Extract -
Luckily the Greek ideals of freethought and philosophy were kept alive in the Ottoman empire.  The modern world owes so much to the Muslims that preserved the Greek writers and continued to advance the sciences of Astronomy, Mathematics, and Philosophy.  It was their translations that made their way into Europe in the mid 1400’s and sparked up the rebirth of rationalism and enlightenment we now call the Renaissance.  The inevitable breakup of monolithic Catholicism during the Reformation helped a bit, but mainly just ushered a new era where Protestant Christians murdered and brutalized Catholic Christians, just as they had been brutalized initially.  Shit don’t change.  It stays shit.  People were now executed for being Papists.  When a Catholic took over a country, like what happened in England under Bloody Mary, the persecutions and murder of Protestants began again.

            J.B. Bury wrote this small book in the first decade of the 20th century, ahead of the rise of fascist totalitarian states in Europe.  These states, such as Germany, had initially provided so many of the eminent thinkers that espoused freethought, and the Liberty which is to be gained by all of us for allowing all people the right to think and voice their opinions without threat of blasphemy or sedition.  J.B. Bury warned that, although Enlightenment ideals and rational thought had become the norm in Europe in the late 1800’s, it was a tentative victory, for tyrants and idiots everywhere will always seek to shut down voices and ideas they feel are detrimental to their own personal and political agendas.  I wonder how Mr. Bury, who passed away in 1927, would have reacted to the rise of totalitarian states in Germany, Spain, Italy, Romania, etc.  I believe his heart would have broken to see humanity take such a step backwards, and to see the horrors wrought by these fascist assholes upon the world.

Nothing enrages me as much as willful ignorance.  The worst type of willful ignorance is when freedom of speech is denied in order to protect a state-sanctioned religion, for this affects everyone.  For your “beliefs” to be so fragile that you must suppress opposing views shows how truly baseless your “beliefs” are.  It also shows exactly why those “beliefs” exist, namely, for use in controlling or subjugating any and every person who chooses to believe otherwise.  This is the way of the world.  It is plain to see for anyone who chooses to study history and the rise and fall of states, religious beliefs, and state-sanctioned religions.  Anyone seeking to assert the human right of Freethought is an enemy to tyrannical states. (A minor example- this very book review blog was blocked in China about 3 months into its existence.  China does not like giving their citizens freedom to read what they want - RXTT) 

I feel this book is even more valuable today as state-sanctioned totalitarianism and tyranny are on the rise in supposedly progressive and freedom-loving nations such as the UK and the USA.  Instead of a secular government set up to protect and nourish its citizenry, allowing them to choose whatever religion they feel is right for them, or no religion if they so choose, we are sliding into quasi-religious government inflicting their personal beliefs on the entire population, regardless of personal choice.  The only way to fight this is with education, which is why the ignorant tyrants seek to control state school boards all over the United States.  When beliefs instead of facts direct the path of government, we end up eroding Liberty at its core. This is the main reason freedom of thought, and everything that comes with it, is the most important human right.

What the task asks - Repeat the book review word for word, from "I feel this" up to and including "important human right.".

Provided material -
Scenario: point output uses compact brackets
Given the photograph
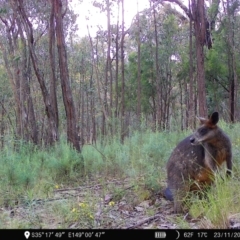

The output -
I feel this book is even more valuable today as state-sanctioned totalitarianism and tyranny are on the rise in supposedly progressive and freedom-loving nations such as the UK and the USA.  Instead of a secular government set up to protect and nourish its citizenry, allowing them to choose whatever religion they feel is right for them, or no religion if they so choose, we are sliding into quasi-religious government inflicting their personal beliefs on the entire population, regardless of personal choice.  The only way to fight this is with education, which is why the ignorant tyrants seek to control state school boards all over the United States.  When beliefs instead of facts direct the path of government, we end up eroding Liberty at its core. This is the main reason freedom of thought, and everything that comes with it, is the most important human right.